Arbeitsanweisung
Beantworten Sie anhand der Rezension zum Roman „Genug“ folgende Fragen:
1. Aus welcher Sprache wurde der Roman übersetzt?
2. Mit welchem Körpergewicht wird die Protagonistin ins Krankenhaus eingewiesen?
3. Womit werden die Erzählungen und Erinnerungen im Roman gemischt?

Text zur Analyse
+---+

Die Kurzprosa- und Lyrik-Autorin Louise Juhl Dalsgaard nähert sich in ihrem ersten Roman Genug, der 2021 im Picus Verlag erschienen ist, auf poetische Weise der Gefühlslage einer jungen Frau, die auf dem Weg zur Genesung ihrer Essstörung ist. Der von Gerd Weinreich aus dem Dänischen übersetzte Roman bietet Humor und Hoffnung, aber auch Hilflosigkeit und Depressivität. Die Autorin schafft es, den Leser*innen ein kritisches, immer noch aktuelles Thema mit einer wunderbaren Leichtigkeit zu vermitteln und nimmt sie mit auf die Reise in die Psyche der Protagonistin, die sich wie ein Puzzle nach und nach zusammensetzt.
von Sina Thamm
„Ab heute will ich gesund leben, Sport treiben und abnehmen.“ – Diese eigens notierten Ziele lassen die Protagonistin in eine gefährliche Abwärtsspirale geraten. Nach ihrem 1,5er Abitur besucht sie zunächst eine Hochschule. Doch schon bald muss sie diese wieder verlassen, denn mit gerade einmal 32 kg wird sie ins Krankenhaus eingewiesen. Dem*der Leser*in wird gleich zu Beginn die harte Realität der Ich-Erzählerin vor Augen geführt: Nahezu nüchtern erzählt sie davon, wie sie Essen in ihrer Kleidung versteckt, es heimlich gegen Diabetikerkost austauscht, Saft wegschüttet oder sie nach ihrer Entlassung Brühwürfel lutscht, jeden Tag zwei Kilometer schwimmt und zehn Kilometer läuft.
Es folgen Erzählungen weiterer Klinikaufenthalte, momenthafte Erinnerungen an die Eltern, Großeltern und Liebesbeziehungen. Gemischt wird das Ganze mit Auszügen aus Krankenakten, welche die sachliche Sichtweise Außenstehender preisgeben. Die Erinnerungen der Erzählerin ähneln Tagebucheinträgen, die die Leser*innen tief in ihre Gedankenwelt eintauchen lassen und aufgrund ihrer Kürze das Lesen unkompliziert gestalten.

+---+

Gespeicherte Dateneinträge
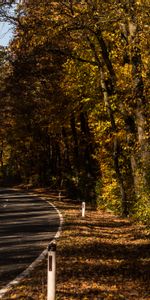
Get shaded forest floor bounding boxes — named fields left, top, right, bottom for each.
left=4, top=190, right=150, bottom=300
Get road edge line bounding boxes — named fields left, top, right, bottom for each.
left=0, top=193, right=63, bottom=299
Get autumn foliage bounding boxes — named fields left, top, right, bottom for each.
left=0, top=0, right=150, bottom=221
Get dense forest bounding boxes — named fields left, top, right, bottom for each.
left=0, top=0, right=150, bottom=222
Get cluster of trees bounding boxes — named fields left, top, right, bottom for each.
left=0, top=0, right=150, bottom=220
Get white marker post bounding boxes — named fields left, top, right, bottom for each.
left=47, top=242, right=56, bottom=300
left=58, top=192, right=61, bottom=201
left=82, top=202, right=85, bottom=218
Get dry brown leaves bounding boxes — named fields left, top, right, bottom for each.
left=4, top=191, right=150, bottom=300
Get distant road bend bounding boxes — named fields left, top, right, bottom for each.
left=0, top=189, right=60, bottom=289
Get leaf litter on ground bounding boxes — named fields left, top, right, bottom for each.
left=4, top=189, right=150, bottom=300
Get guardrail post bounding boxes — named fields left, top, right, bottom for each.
left=82, top=202, right=85, bottom=218
left=47, top=242, right=56, bottom=300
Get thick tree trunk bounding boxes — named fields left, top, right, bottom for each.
left=100, top=68, right=129, bottom=216
left=128, top=0, right=150, bottom=188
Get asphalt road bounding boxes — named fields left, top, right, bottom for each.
left=0, top=189, right=60, bottom=289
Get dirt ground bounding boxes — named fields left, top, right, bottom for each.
left=4, top=190, right=150, bottom=300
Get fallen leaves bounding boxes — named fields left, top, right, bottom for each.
left=4, top=191, right=150, bottom=300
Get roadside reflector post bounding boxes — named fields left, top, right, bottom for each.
left=47, top=242, right=56, bottom=300
left=58, top=192, right=61, bottom=201
left=82, top=202, right=85, bottom=218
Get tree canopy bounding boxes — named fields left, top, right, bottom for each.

+---+

Schriftliche Antwort
1. Aus dem Dänischen.
2. Mit 32 kg.
3. Mit Auszügen aus Krankenakten.